--- START ---

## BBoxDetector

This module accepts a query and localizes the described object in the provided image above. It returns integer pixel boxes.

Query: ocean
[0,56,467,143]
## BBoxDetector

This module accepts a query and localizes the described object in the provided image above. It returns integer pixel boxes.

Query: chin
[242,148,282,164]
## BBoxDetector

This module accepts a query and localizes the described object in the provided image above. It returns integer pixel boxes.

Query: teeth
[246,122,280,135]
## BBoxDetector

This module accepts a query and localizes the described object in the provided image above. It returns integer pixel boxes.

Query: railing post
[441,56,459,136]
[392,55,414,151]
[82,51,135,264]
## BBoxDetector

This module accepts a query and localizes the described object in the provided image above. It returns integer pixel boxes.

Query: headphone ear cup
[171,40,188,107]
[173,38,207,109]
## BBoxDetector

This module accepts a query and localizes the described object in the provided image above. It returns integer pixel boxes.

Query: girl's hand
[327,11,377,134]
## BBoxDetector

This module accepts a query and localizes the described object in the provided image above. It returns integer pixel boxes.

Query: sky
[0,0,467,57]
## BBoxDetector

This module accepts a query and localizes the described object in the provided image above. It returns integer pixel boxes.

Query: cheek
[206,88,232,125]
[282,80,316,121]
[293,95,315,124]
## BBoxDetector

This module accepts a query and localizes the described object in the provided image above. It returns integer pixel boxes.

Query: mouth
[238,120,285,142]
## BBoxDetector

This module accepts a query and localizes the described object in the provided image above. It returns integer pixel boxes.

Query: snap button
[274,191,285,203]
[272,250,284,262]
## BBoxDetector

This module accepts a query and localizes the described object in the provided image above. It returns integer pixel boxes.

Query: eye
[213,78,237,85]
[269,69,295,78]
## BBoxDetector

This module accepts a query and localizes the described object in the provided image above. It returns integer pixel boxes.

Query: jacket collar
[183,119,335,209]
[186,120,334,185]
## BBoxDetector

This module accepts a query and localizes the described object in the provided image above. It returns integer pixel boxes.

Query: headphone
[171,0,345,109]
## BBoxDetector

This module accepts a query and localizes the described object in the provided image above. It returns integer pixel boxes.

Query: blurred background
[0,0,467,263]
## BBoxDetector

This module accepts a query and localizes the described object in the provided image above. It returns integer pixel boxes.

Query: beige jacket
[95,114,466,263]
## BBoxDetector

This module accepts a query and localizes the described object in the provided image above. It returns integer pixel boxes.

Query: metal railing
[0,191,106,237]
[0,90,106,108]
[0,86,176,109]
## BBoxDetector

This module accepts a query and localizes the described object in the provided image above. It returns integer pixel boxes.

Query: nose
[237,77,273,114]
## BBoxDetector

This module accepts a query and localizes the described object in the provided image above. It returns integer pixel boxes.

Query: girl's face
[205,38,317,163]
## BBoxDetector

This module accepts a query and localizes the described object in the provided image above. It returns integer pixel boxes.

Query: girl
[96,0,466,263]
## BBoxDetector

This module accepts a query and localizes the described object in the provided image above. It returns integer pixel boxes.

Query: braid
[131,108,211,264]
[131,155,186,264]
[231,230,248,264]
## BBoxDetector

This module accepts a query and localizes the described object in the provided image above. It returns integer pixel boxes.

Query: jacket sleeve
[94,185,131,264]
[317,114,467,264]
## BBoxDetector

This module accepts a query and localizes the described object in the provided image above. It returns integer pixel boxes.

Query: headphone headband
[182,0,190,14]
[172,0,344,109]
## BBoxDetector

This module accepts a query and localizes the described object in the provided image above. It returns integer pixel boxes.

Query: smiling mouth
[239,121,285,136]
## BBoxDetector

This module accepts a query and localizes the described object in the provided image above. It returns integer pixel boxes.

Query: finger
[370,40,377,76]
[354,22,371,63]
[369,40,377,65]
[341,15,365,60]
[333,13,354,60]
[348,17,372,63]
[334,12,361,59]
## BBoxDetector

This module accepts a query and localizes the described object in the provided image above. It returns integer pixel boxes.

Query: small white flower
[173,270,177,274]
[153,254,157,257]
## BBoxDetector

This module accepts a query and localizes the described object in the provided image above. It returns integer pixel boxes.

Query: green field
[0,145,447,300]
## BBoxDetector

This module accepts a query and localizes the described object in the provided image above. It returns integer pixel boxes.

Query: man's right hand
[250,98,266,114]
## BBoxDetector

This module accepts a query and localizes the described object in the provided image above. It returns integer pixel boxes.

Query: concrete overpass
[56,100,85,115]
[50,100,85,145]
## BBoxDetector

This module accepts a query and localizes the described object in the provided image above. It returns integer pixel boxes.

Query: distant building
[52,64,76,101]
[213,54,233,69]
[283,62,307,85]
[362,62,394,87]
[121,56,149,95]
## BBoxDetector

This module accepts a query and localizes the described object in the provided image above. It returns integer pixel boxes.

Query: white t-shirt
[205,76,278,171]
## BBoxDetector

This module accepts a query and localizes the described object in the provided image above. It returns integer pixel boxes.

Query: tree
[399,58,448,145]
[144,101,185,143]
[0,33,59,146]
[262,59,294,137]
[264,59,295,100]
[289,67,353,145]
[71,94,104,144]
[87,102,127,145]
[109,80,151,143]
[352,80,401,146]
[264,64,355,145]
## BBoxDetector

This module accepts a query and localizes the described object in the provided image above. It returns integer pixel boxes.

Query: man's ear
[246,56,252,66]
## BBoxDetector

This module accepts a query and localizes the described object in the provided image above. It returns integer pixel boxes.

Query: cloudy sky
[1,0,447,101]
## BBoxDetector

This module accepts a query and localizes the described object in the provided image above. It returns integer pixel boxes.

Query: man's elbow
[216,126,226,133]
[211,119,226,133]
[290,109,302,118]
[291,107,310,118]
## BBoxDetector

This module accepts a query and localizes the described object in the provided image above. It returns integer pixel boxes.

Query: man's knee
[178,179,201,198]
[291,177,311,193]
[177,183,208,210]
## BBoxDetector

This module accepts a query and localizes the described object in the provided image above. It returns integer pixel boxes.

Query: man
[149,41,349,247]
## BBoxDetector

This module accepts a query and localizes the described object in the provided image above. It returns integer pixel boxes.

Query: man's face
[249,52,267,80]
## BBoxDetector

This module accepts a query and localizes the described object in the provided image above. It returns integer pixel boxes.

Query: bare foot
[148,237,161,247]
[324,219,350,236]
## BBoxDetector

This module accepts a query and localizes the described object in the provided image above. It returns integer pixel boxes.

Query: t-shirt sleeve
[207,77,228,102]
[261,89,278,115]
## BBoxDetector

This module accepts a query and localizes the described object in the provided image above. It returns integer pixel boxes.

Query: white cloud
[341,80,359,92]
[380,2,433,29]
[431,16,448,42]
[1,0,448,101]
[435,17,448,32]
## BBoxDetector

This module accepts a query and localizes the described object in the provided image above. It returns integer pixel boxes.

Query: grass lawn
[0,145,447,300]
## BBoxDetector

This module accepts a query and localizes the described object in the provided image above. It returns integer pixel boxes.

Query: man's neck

--- END ---

What this task involves: Extract every line from the one with "Query: man's knee" down to the final line above, both included, exactly as written.

Result for this exercise:
Query: man's knee
[178,179,201,198]
[291,177,311,193]
[177,183,208,210]
## BBoxDetector

This module accepts a query and localizes the described object in the provided image above. It returns integer pixel boxes.

Query: man
[149,41,349,247]
## BBoxDetector

This module accepts a query and localizes the described object in the provided image above. It returns integer pixel boxes.

Query: man's face
[249,52,267,80]
## BBoxDetector

This module accepts a query and localizes the described object in the provided image above. It returns integer pixel boxes.

Query: bare foot
[148,237,161,247]
[324,219,350,236]
## BBoxDetector

This module accepts a query and localizes the described object in the provided image above. It returns integer pixel boxes.

Query: t-shirt sleeve
[207,77,228,102]
[261,89,278,115]
## BBoxDetector

This module accepts a query and localizes the described object in the provided image above. It returns integer pixel boxes.

Query: white cloud
[341,80,359,92]
[380,2,433,29]
[431,16,448,42]
[1,0,448,101]
[435,17,448,32]
## BBoxDetector

This module accepts a query and localizes the described object in the provided image above. It returns integer pixel boxes.

Query: grass lawn
[0,145,447,300]
## BBoxDetector

This module accepts a query and localizes the described object in the provided image above. It returns integer pixel boxes.

Query: man's neck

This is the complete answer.